▶ _YOUR INSTRUCTIONS_: Revise the lines from the one containing "the hilltop, imagine" through the last line, swapping every "disc" for "circle" and leaving all else as it is. Give only those lines.

══ ENTRIES PROVIDED ══

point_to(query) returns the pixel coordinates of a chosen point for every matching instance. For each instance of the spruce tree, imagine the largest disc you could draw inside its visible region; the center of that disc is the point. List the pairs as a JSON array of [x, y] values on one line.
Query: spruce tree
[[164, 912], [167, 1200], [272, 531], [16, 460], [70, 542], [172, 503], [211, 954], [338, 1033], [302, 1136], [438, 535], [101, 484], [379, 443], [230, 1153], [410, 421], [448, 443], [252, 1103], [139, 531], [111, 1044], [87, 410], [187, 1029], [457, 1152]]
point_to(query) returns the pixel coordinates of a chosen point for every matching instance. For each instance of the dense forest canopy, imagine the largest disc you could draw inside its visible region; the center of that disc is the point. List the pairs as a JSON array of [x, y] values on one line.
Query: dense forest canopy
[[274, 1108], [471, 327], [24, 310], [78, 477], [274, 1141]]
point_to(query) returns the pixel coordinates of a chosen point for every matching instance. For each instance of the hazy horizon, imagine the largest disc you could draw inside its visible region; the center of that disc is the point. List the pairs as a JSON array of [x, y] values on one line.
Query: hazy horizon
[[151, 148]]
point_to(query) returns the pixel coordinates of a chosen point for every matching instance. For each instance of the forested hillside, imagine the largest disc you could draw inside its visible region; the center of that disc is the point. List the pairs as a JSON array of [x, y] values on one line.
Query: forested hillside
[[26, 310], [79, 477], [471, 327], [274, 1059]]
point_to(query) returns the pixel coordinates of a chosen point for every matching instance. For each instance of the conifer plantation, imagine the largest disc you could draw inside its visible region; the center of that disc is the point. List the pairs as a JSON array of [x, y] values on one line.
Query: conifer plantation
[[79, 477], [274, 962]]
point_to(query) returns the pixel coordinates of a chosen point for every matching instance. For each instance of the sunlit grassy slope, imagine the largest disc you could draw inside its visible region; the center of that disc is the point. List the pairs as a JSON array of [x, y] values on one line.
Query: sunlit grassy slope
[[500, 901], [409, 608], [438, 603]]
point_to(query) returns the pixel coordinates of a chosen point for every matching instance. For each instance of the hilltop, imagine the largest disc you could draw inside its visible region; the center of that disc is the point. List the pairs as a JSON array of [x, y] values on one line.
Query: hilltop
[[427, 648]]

═══

▶ _RIGHT ANSWER_:
point_to(query) returns the pixel coordinates of a chosen point for every matching instance. For each instance of the hilltop, imagine the largest circle you could draw inside its visible region; the center of that circle is the point. List the pairs as a JSON array of [x, y] values on one line.
Query: hilltop
[[427, 648]]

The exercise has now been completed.